* [Problems]
A. In the bit operations page below, reproduce the stretch from "Bit Operations in" through "with sign extension." word for word.
B. Pick up the page on bit operations in C/C++, which appears below, after its final sentence and write the text that comes next.

* [Document excerpt]
Bit Operations in C/C++

Robert B. Heckendorn
University of Idaho

It is important to note that +, -, *, / bind more tightly than any of the bitwise operators! (see the shift example.)

Types for using with bit operations

Use unsigned types such as unsigned int to avoid issues with sign extension.

In the table below maximum is a predefined constant that contains the maximum value for the given type.

type                    maximum       size
unsigned char           UCHAR_MAX     1 byte
unsigned short          USHRT_MAX     2 bytes
unsigned int            UINT_MAX      4 bytes
unsigned long int       ULONG_MAX     4 or 8 bytes depending on the -m option on the compiler
unsigned long long int  ULLONG_MAX    8 bytes

The suffix for unsigned long int is UL (can be mixed case). For example 496UL is an unsigned long int constant. 6U is an unsigned int and 8192ULL is an unsigned long long int (64 bit) constant.

* [Data]
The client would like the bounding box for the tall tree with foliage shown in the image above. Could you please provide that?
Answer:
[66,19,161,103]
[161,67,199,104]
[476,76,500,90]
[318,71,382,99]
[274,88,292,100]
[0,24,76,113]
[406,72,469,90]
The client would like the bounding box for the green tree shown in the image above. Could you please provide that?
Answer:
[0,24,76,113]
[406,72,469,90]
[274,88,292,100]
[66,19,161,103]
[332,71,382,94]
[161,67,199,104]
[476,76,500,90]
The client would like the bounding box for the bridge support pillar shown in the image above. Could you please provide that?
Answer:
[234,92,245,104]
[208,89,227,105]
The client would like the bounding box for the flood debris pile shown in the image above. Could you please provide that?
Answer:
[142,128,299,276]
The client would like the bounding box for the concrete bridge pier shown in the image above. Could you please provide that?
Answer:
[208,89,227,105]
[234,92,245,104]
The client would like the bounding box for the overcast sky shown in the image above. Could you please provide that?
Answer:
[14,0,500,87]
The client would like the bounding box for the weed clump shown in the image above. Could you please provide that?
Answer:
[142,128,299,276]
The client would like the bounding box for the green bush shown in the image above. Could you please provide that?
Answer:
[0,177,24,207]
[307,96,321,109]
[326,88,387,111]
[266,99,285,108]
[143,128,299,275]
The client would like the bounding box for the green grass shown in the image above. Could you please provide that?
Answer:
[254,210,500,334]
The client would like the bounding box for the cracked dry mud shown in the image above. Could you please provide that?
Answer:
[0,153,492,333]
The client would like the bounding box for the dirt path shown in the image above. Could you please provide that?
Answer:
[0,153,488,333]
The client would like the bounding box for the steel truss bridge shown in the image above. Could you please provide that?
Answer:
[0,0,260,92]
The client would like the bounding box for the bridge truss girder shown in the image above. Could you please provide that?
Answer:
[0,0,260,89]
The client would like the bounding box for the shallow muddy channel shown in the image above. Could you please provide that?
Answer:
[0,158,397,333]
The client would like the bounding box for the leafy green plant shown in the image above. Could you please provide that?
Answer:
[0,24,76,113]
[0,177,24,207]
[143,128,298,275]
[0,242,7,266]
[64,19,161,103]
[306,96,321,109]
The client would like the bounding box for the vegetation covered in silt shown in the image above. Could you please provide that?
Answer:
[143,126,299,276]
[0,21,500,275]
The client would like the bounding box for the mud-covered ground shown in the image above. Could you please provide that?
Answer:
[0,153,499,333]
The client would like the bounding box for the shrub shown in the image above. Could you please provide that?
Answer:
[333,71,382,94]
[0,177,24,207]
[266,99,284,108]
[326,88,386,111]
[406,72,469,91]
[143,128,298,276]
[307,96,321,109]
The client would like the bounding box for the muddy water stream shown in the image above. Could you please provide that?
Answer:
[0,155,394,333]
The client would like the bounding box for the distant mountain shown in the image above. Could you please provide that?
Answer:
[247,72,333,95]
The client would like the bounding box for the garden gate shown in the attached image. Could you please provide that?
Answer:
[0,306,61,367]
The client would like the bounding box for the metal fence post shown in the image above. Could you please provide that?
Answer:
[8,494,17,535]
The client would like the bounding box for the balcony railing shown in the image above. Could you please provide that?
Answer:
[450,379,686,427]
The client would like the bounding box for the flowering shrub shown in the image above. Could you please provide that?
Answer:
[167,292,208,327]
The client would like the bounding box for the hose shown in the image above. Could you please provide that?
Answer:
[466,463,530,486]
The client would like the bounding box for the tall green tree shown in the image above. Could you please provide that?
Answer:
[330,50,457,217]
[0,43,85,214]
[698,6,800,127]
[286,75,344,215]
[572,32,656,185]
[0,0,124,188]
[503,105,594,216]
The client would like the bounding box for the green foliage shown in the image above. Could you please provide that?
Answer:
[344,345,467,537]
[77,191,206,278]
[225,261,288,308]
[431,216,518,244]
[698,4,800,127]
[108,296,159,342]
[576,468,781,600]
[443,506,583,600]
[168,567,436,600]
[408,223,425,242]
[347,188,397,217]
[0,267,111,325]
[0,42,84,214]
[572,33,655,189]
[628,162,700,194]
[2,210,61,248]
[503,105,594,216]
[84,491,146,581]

* [Expected answers]
A.
Bit Operations in C/C++

Robert B. Heckendorn
University of Idaho

It is important to note that +, -, *, / bind more tightly than any of the bitwise operators! (see the shift example.)

Types for using with bit operations

Use unsigned types such as unsigned int to avoid issues with sign extension.

B.
Expressing bit string constants

Although you can use integer constant notation using hex allows you to "see" what bits you are setting. Hex constants begin with "0x" as in 0xfff for the least significant 12 bits. For an 32 bit string it would be:

0xfff = 00000000000000000000111111111111

0x1 is the least significant bit.

 0xaa = 00000000000000000000000010101010

Bitwize And

The bitwize and operator is represented by a single &. This performs a bitwize and. For example 0xc & 0xa would give 0x8:

   00001100
&  00001010
-----------
   00001000

By "bitwize" we mean the operation is done for each bit position in the string. That is for each bit position k in the input strings we AND the bits in the two input strings in position k. For the logical operators, 1 is treated as true and 0 as false.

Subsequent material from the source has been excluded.